Labeled-object pointing entries:
-=-=-
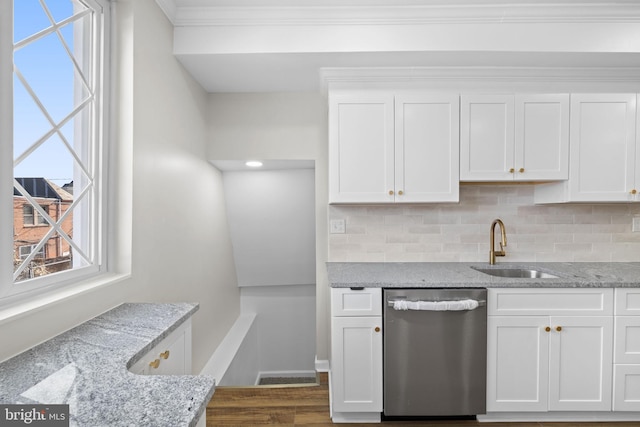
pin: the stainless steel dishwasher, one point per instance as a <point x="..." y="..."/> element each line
<point x="435" y="352"/>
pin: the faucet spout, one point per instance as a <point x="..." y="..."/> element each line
<point x="503" y="241"/>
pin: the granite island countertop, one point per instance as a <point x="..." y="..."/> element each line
<point x="87" y="368"/>
<point x="463" y="275"/>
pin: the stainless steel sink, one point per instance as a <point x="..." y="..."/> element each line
<point x="512" y="272"/>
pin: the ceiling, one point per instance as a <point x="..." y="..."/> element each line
<point x="293" y="45"/>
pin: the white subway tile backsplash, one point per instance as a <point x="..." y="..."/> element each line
<point x="450" y="232"/>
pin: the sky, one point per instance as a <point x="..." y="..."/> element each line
<point x="50" y="72"/>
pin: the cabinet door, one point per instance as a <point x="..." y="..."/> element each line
<point x="427" y="155"/>
<point x="603" y="147"/>
<point x="518" y="363"/>
<point x="356" y="364"/>
<point x="627" y="340"/>
<point x="361" y="150"/>
<point x="541" y="137"/>
<point x="626" y="388"/>
<point x="581" y="362"/>
<point x="486" y="137"/>
<point x="173" y="357"/>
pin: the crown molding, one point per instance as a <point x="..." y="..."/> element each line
<point x="432" y="12"/>
<point x="477" y="75"/>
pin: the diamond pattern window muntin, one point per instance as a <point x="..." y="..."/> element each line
<point x="65" y="121"/>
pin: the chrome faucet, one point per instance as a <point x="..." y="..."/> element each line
<point x="503" y="241"/>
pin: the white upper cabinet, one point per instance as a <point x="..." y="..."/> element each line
<point x="523" y="137"/>
<point x="604" y="158"/>
<point x="361" y="151"/>
<point x="386" y="148"/>
<point x="427" y="148"/>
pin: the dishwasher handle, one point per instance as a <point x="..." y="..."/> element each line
<point x="454" y="305"/>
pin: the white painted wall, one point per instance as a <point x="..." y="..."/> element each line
<point x="280" y="126"/>
<point x="286" y="322"/>
<point x="181" y="250"/>
<point x="272" y="222"/>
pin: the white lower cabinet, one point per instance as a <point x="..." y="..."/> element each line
<point x="626" y="375"/>
<point x="551" y="352"/>
<point x="171" y="356"/>
<point x="356" y="355"/>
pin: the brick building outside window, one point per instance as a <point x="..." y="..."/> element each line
<point x="30" y="227"/>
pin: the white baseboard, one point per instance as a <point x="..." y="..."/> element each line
<point x="284" y="374"/>
<point x="585" y="416"/>
<point x="223" y="356"/>
<point x="322" y="365"/>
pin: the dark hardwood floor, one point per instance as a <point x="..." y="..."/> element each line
<point x="308" y="405"/>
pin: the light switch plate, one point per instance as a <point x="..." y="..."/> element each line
<point x="336" y="226"/>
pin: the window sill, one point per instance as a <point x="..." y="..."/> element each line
<point x="14" y="310"/>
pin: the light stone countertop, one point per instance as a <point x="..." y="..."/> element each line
<point x="462" y="275"/>
<point x="87" y="368"/>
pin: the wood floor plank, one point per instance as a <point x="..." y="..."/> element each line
<point x="270" y="396"/>
<point x="308" y="406"/>
<point x="282" y="416"/>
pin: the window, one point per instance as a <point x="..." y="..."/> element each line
<point x="57" y="124"/>
<point x="30" y="216"/>
<point x="25" y="251"/>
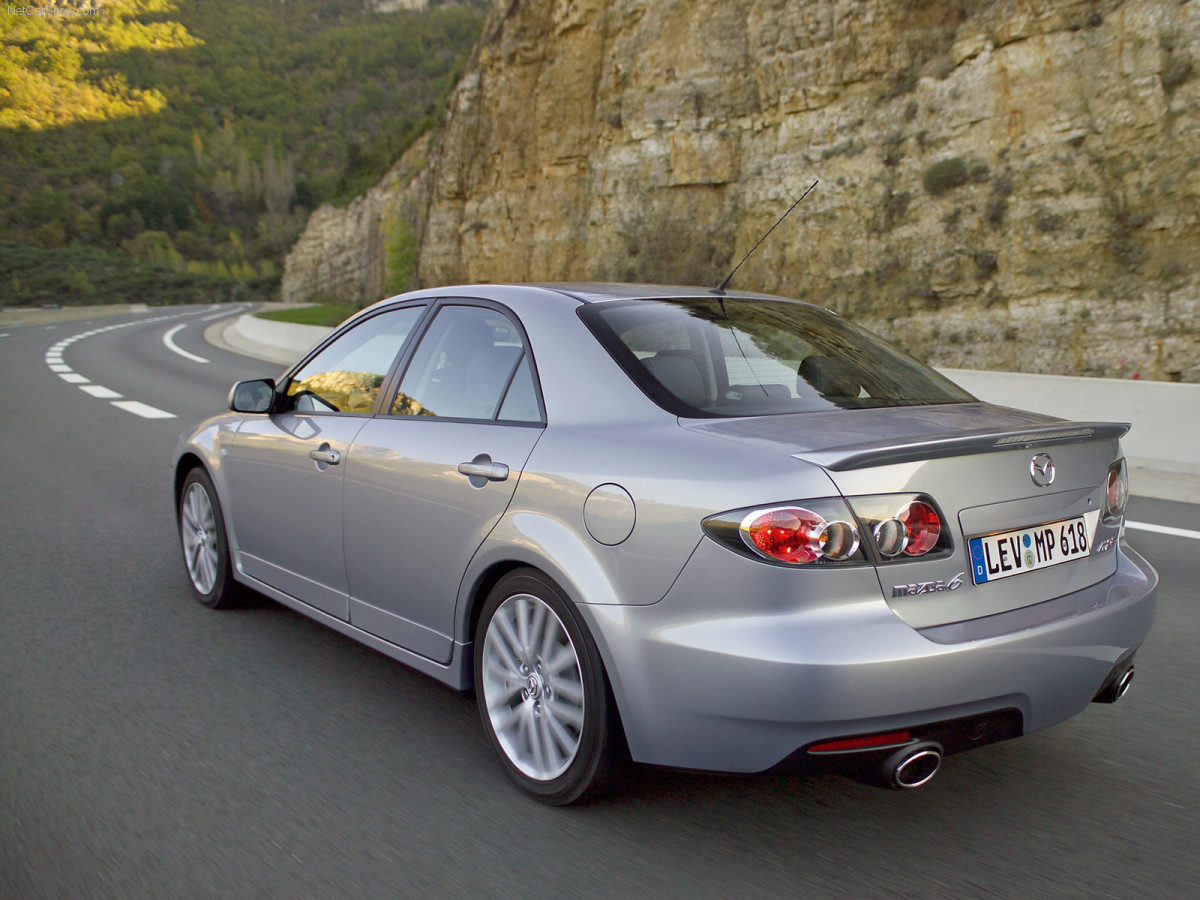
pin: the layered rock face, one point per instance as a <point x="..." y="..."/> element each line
<point x="1003" y="184"/>
<point x="342" y="253"/>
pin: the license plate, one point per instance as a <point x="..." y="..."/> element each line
<point x="1026" y="550"/>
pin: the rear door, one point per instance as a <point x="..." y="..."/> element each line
<point x="429" y="479"/>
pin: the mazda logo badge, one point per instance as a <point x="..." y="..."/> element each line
<point x="1042" y="469"/>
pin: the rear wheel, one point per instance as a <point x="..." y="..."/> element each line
<point x="203" y="539"/>
<point x="543" y="693"/>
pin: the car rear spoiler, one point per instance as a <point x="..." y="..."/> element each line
<point x="936" y="447"/>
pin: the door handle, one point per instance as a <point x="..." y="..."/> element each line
<point x="324" y="455"/>
<point x="481" y="469"/>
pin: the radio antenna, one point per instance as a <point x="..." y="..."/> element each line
<point x="720" y="288"/>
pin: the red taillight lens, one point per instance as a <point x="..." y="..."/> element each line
<point x="790" y="535"/>
<point x="869" y="743"/>
<point x="923" y="526"/>
<point x="1117" y="493"/>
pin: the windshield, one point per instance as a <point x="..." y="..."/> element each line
<point x="706" y="358"/>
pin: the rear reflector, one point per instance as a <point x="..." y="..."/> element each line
<point x="876" y="741"/>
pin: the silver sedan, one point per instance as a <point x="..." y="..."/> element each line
<point x="724" y="532"/>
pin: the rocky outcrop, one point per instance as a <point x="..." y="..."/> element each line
<point x="343" y="251"/>
<point x="1007" y="184"/>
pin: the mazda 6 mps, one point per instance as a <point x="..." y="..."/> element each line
<point x="724" y="532"/>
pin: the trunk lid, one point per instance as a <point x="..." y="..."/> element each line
<point x="975" y="461"/>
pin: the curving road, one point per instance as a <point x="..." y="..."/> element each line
<point x="150" y="748"/>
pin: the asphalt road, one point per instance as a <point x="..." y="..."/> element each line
<point x="150" y="748"/>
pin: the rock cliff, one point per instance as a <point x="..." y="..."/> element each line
<point x="1006" y="184"/>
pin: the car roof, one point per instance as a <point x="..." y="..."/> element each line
<point x="588" y="292"/>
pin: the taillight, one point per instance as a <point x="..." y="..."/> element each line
<point x="903" y="526"/>
<point x="1116" y="493"/>
<point x="922" y="525"/>
<point x="813" y="533"/>
<point x="833" y="531"/>
<point x="798" y="535"/>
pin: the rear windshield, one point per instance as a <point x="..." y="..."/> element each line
<point x="706" y="358"/>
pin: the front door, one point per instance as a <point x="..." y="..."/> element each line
<point x="286" y="469"/>
<point x="429" y="480"/>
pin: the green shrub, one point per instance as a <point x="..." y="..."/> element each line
<point x="945" y="175"/>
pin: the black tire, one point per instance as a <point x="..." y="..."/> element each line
<point x="204" y="544"/>
<point x="526" y="685"/>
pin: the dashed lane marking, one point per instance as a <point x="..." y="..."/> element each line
<point x="143" y="409"/>
<point x="1163" y="529"/>
<point x="55" y="364"/>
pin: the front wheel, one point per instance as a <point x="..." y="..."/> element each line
<point x="203" y="538"/>
<point x="543" y="693"/>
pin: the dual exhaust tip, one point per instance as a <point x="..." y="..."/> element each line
<point x="915" y="765"/>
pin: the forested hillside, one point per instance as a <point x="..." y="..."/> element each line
<point x="183" y="143"/>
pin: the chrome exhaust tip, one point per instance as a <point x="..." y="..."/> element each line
<point x="1123" y="683"/>
<point x="913" y="766"/>
<point x="1116" y="688"/>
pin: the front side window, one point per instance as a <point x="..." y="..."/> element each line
<point x="471" y="364"/>
<point x="707" y="358"/>
<point x="347" y="375"/>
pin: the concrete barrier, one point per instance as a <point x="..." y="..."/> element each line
<point x="282" y="342"/>
<point x="1165" y="418"/>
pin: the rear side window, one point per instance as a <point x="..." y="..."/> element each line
<point x="471" y="364"/>
<point x="705" y="358"/>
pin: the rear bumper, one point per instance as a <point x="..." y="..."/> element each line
<point x="736" y="669"/>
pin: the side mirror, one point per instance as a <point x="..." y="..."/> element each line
<point x="256" y="396"/>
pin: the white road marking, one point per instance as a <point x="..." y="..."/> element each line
<point x="171" y="345"/>
<point x="1163" y="529"/>
<point x="55" y="364"/>
<point x="101" y="391"/>
<point x="143" y="409"/>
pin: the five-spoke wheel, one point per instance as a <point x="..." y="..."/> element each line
<point x="203" y="539"/>
<point x="543" y="693"/>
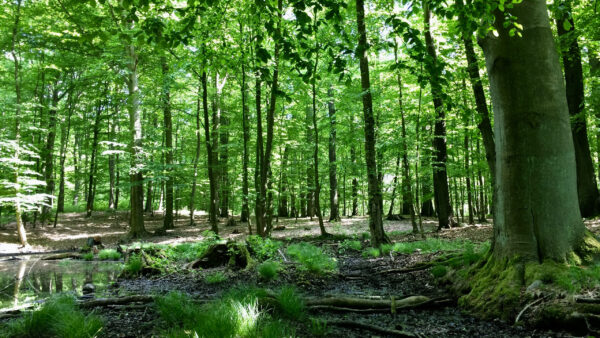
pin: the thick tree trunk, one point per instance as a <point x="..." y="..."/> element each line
<point x="378" y="235"/>
<point x="168" y="130"/>
<point x="334" y="214"/>
<point x="136" y="222"/>
<point x="440" y="176"/>
<point x="533" y="170"/>
<point x="571" y="55"/>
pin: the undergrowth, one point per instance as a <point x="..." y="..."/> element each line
<point x="312" y="258"/>
<point x="58" y="317"/>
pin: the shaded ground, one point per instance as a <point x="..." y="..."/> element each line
<point x="358" y="276"/>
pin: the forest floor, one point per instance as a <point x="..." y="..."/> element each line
<point x="357" y="275"/>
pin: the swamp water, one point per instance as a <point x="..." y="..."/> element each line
<point x="27" y="281"/>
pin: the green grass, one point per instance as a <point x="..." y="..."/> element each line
<point x="237" y="314"/>
<point x="109" y="255"/>
<point x="371" y="253"/>
<point x="312" y="258"/>
<point x="134" y="265"/>
<point x="58" y="317"/>
<point x="349" y="245"/>
<point x="269" y="270"/>
<point x="290" y="303"/>
<point x="215" y="277"/>
<point x="430" y="245"/>
<point x="88" y="256"/>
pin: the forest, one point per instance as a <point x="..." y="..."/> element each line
<point x="299" y="168"/>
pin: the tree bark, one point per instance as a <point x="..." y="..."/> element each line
<point x="334" y="214"/>
<point x="136" y="222"/>
<point x="440" y="176"/>
<point x="168" y="130"/>
<point x="587" y="189"/>
<point x="378" y="235"/>
<point x="533" y="170"/>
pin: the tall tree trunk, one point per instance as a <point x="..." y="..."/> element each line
<point x="136" y="197"/>
<point x="533" y="170"/>
<point x="354" y="182"/>
<point x="213" y="206"/>
<point x="587" y="189"/>
<point x="334" y="215"/>
<point x="64" y="140"/>
<point x="168" y="130"/>
<point x="15" y="41"/>
<point x="91" y="181"/>
<point x="378" y="235"/>
<point x="440" y="176"/>
<point x="246" y="155"/>
<point x="49" y="154"/>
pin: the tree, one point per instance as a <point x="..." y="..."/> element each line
<point x="378" y="236"/>
<point x="534" y="171"/>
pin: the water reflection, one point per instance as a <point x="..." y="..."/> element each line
<point x="25" y="281"/>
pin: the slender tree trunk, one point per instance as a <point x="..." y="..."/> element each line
<point x="136" y="222"/>
<point x="192" y="206"/>
<point x="168" y="131"/>
<point x="587" y="190"/>
<point x="378" y="235"/>
<point x="440" y="177"/>
<point x="91" y="181"/>
<point x="334" y="215"/>
<point x="213" y="206"/>
<point x="17" y="155"/>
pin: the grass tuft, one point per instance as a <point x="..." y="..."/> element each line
<point x="269" y="270"/>
<point x="109" y="255"/>
<point x="312" y="258"/>
<point x="58" y="317"/>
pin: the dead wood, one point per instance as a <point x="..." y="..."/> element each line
<point x="374" y="328"/>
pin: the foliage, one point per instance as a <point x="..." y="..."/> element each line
<point x="109" y="255"/>
<point x="134" y="265"/>
<point x="215" y="277"/>
<point x="58" y="317"/>
<point x="269" y="270"/>
<point x="263" y="248"/>
<point x="349" y="245"/>
<point x="312" y="258"/>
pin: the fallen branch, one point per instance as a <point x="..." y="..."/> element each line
<point x="374" y="328"/>
<point x="116" y="301"/>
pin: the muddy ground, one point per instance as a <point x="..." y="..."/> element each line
<point x="357" y="275"/>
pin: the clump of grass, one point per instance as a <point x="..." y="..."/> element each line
<point x="215" y="277"/>
<point x="88" y="256"/>
<point x="290" y="303"/>
<point x="371" y="253"/>
<point x="430" y="245"/>
<point x="312" y="258"/>
<point x="134" y="265"/>
<point x="269" y="270"/>
<point x="318" y="327"/>
<point x="109" y="255"/>
<point x="439" y="271"/>
<point x="58" y="317"/>
<point x="237" y="314"/>
<point x="349" y="245"/>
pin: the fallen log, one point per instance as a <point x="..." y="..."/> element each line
<point x="116" y="301"/>
<point x="374" y="328"/>
<point x="361" y="303"/>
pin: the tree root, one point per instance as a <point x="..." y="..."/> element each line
<point x="374" y="328"/>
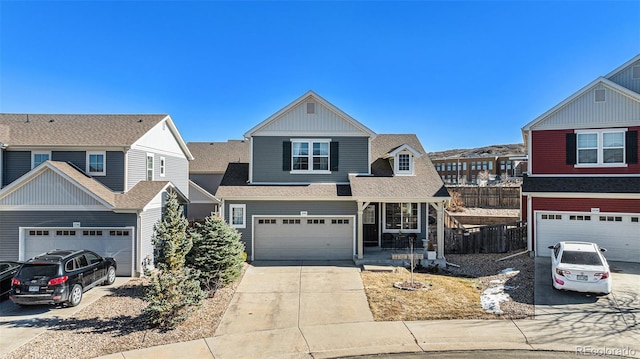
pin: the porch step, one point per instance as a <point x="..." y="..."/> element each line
<point x="377" y="268"/>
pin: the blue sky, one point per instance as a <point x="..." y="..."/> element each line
<point x="459" y="74"/>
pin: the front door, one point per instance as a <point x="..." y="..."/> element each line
<point x="370" y="225"/>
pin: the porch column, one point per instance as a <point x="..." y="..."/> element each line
<point x="440" y="229"/>
<point x="360" y="249"/>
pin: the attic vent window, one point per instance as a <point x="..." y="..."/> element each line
<point x="311" y="108"/>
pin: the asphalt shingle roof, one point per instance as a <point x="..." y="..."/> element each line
<point x="75" y="130"/>
<point x="213" y="157"/>
<point x="581" y="184"/>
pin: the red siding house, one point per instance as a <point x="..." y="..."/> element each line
<point x="584" y="178"/>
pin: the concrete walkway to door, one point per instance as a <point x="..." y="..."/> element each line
<point x="280" y="295"/>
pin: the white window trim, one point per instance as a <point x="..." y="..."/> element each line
<point x="104" y="165"/>
<point x="146" y="167"/>
<point x="384" y="220"/>
<point x="163" y="163"/>
<point x="34" y="153"/>
<point x="244" y="215"/>
<point x="600" y="149"/>
<point x="310" y="142"/>
<point x="396" y="166"/>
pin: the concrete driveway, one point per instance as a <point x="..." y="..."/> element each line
<point x="18" y="325"/>
<point x="279" y="295"/>
<point x="587" y="319"/>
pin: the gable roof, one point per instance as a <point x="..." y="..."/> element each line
<point x="80" y="130"/>
<point x="213" y="157"/>
<point x="135" y="199"/>
<point x="601" y="81"/>
<point x="424" y="185"/>
<point x="364" y="130"/>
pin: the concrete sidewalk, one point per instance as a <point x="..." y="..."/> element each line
<point x="350" y="339"/>
<point x="319" y="310"/>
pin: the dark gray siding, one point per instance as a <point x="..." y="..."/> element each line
<point x="209" y="181"/>
<point x="115" y="166"/>
<point x="10" y="221"/>
<point x="293" y="208"/>
<point x="267" y="160"/>
<point x="15" y="164"/>
<point x="199" y="211"/>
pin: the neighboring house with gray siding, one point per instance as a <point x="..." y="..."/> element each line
<point x="87" y="181"/>
<point x="206" y="171"/>
<point x="317" y="184"/>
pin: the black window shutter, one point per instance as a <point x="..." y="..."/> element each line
<point x="286" y="155"/>
<point x="571" y="148"/>
<point x="631" y="145"/>
<point x="334" y="156"/>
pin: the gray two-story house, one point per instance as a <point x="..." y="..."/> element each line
<point x="320" y="185"/>
<point x="96" y="182"/>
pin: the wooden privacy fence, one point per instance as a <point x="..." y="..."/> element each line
<point x="499" y="238"/>
<point x="488" y="197"/>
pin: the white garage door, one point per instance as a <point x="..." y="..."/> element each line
<point x="107" y="242"/>
<point x="618" y="233"/>
<point x="303" y="238"/>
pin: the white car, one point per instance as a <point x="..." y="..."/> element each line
<point x="580" y="267"/>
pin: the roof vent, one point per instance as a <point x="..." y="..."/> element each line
<point x="311" y="108"/>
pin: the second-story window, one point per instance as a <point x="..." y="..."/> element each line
<point x="149" y="167"/>
<point x="96" y="163"/>
<point x="310" y="156"/>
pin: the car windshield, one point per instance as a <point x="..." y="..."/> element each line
<point x="578" y="257"/>
<point x="33" y="271"/>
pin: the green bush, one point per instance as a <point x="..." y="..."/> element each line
<point x="170" y="236"/>
<point x="171" y="296"/>
<point x="217" y="252"/>
<point x="174" y="289"/>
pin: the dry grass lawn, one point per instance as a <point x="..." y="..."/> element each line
<point x="446" y="297"/>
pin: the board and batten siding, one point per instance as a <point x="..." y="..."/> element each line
<point x="209" y="182"/>
<point x="17" y="163"/>
<point x="10" y="222"/>
<point x="625" y="78"/>
<point x="176" y="169"/>
<point x="267" y="160"/>
<point x="585" y="112"/>
<point x="292" y="208"/>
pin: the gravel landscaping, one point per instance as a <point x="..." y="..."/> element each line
<point x="114" y="324"/>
-=-=-
▸ **WHAT TO DO**: Reproduce, exactly and with nothing added, the lines from the one that includes "pin: the green bush, one" through the last line of the material.

▸ **FINISHED TASK**:
pin: the green bush, one point per instance as a <point x="..." y="..."/> element each line
<point x="170" y="236"/>
<point x="171" y="296"/>
<point x="217" y="252"/>
<point x="174" y="289"/>
pin: the dry grass lawn, one point per instance as a <point x="..." y="..."/> element each line
<point x="446" y="297"/>
pin: the board and batten siding, one point per instance as a <point x="..." y="..."/> element each line
<point x="209" y="182"/>
<point x="17" y="163"/>
<point x="10" y="222"/>
<point x="625" y="78"/>
<point x="176" y="169"/>
<point x="267" y="160"/>
<point x="585" y="112"/>
<point x="292" y="208"/>
pin: the gravel landscaping, one point per instance as a <point x="..." y="..."/> element each line
<point x="114" y="324"/>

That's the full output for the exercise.